Start of AVAILABLE RECORDS

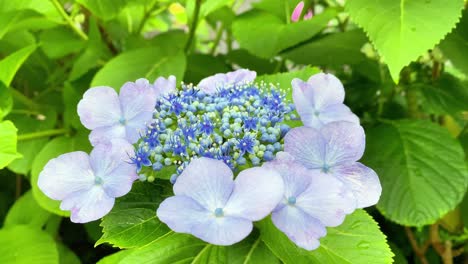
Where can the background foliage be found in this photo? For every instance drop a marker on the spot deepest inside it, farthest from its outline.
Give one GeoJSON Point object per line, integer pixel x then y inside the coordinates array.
{"type": "Point", "coordinates": [404, 65]}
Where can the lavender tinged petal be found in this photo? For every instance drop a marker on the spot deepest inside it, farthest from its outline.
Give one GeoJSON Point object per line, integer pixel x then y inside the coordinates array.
{"type": "Point", "coordinates": [295, 177]}
{"type": "Point", "coordinates": [137, 98]}
{"type": "Point", "coordinates": [338, 112]}
{"type": "Point", "coordinates": [99, 107]}
{"type": "Point", "coordinates": [363, 182]}
{"type": "Point", "coordinates": [326, 90]}
{"type": "Point", "coordinates": [111, 163]}
{"type": "Point", "coordinates": [326, 199]}
{"type": "Point", "coordinates": [65, 175]}
{"type": "Point", "coordinates": [301, 228]}
{"type": "Point", "coordinates": [181, 213]}
{"type": "Point", "coordinates": [223, 231]}
{"type": "Point", "coordinates": [345, 142]}
{"type": "Point", "coordinates": [88, 205]}
{"type": "Point", "coordinates": [105, 134]}
{"type": "Point", "coordinates": [256, 193]}
{"type": "Point", "coordinates": [307, 146]}
{"type": "Point", "coordinates": [207, 181]}
{"type": "Point", "coordinates": [165, 86]}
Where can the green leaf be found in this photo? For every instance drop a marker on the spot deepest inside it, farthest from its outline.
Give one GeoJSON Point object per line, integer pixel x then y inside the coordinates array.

End of AVAILABLE RECORDS

REQUIREMENTS> Copy all of the data above, putting "image" wherever "photo" appears and keeping everything else the same. Leave the pictures out.

RESPONSE TO THIS EXERCISE>
Where can the background foliage be found in this image? For every instance drop a marker on the spot deepest inside it, farthest from its outline.
Give one GeoJSON Point object per line, integer pixel x then y inside the coordinates array.
{"type": "Point", "coordinates": [404, 65]}
Where can the lavender tinged petal be found in this image? For every instance drop a marker on the spot deepest inside it, farthest from its outline.
Give one GeoJSON Point object per line, integer pixel x then y inside the coordinates array.
{"type": "Point", "coordinates": [295, 177]}
{"type": "Point", "coordinates": [137, 98]}
{"type": "Point", "coordinates": [338, 112]}
{"type": "Point", "coordinates": [99, 107]}
{"type": "Point", "coordinates": [363, 182]}
{"type": "Point", "coordinates": [326, 90]}
{"type": "Point", "coordinates": [111, 163]}
{"type": "Point", "coordinates": [326, 199]}
{"type": "Point", "coordinates": [65, 175]}
{"type": "Point", "coordinates": [301, 228]}
{"type": "Point", "coordinates": [181, 213]}
{"type": "Point", "coordinates": [223, 231]}
{"type": "Point", "coordinates": [345, 142]}
{"type": "Point", "coordinates": [88, 205]}
{"type": "Point", "coordinates": [105, 134]}
{"type": "Point", "coordinates": [256, 193]}
{"type": "Point", "coordinates": [307, 146]}
{"type": "Point", "coordinates": [207, 181]}
{"type": "Point", "coordinates": [165, 86]}
Where can the green leaf be found in this image? For every instance drop a marker on the spot deepest inside it, farthest from its outline.
Give one GeoJSON Point object per line, integer pixel x then y inside the coordinates array.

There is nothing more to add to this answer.